§ To be done: Could you swap "jacket" for "coat" in the rows below, beginning at the line that has "Target: jacket pocket" and stopping after the line that has "(1074, 490)", and give back only those lines with nothing else changed?

§ Material for this exercise:

* start *

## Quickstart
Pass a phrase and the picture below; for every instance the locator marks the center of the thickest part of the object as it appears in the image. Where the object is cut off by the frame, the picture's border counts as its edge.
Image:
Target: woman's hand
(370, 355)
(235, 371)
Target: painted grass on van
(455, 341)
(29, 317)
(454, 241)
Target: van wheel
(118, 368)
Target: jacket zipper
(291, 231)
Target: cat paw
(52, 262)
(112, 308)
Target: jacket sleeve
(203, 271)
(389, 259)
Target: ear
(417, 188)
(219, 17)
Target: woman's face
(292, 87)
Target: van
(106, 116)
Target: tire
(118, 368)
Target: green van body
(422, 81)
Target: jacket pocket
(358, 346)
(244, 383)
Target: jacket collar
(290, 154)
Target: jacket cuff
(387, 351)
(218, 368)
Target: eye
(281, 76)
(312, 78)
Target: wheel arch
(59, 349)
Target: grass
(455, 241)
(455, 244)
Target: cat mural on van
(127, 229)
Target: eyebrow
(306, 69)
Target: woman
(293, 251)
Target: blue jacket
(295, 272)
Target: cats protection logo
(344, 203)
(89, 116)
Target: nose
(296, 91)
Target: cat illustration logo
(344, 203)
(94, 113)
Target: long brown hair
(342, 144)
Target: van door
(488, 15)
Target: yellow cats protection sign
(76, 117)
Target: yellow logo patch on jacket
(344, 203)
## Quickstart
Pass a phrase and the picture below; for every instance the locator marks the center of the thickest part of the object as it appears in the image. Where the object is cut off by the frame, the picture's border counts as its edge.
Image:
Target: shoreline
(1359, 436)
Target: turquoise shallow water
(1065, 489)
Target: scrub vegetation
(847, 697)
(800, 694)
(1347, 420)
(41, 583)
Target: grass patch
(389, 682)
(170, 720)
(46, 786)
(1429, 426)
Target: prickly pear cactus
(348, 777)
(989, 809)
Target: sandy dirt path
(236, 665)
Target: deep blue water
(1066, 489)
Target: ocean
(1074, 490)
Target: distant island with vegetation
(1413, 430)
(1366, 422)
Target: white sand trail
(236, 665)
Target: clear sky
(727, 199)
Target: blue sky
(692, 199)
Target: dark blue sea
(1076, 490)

* end *

§ Exercise solution:
Target: coat pocket
(358, 346)
(244, 383)
Target: coat collar
(290, 154)
Target: coat cuff
(387, 351)
(218, 368)
Target: eye
(281, 76)
(312, 78)
Target: wheel arch
(59, 349)
Target: grass
(455, 241)
(455, 244)
Target: cat mural on van
(127, 229)
Target: eyebrow
(306, 69)
Target: woman
(293, 251)
Target: blue coat
(295, 272)
Target: cats protection logo
(344, 203)
(89, 116)
Target: nose
(296, 91)
Target: cat illustration logo
(344, 203)
(94, 113)
Target: long brown hair
(342, 144)
Target: van door
(488, 15)
Target: yellow cats protection sign
(76, 117)
Target: yellow logo patch on coat
(344, 203)
## Quickstart
Pass a phrase and the picture below; for every instance the locator marks the center of the thickest part of the object as it appears in the image. Where the object is cut off by the frame, the picture's border counts as its edge.
Image:
Target: shoreline
(1359, 436)
Target: turquoise shallow water
(1065, 489)
Target: scrub vegetation
(847, 697)
(800, 694)
(1347, 420)
(41, 583)
Target: grass patch
(389, 682)
(170, 720)
(46, 786)
(1429, 426)
Target: prickly pear cactus
(348, 777)
(989, 809)
Target: sandy dirt path
(236, 665)
Target: deep blue water
(1066, 489)
Target: ocean
(1074, 490)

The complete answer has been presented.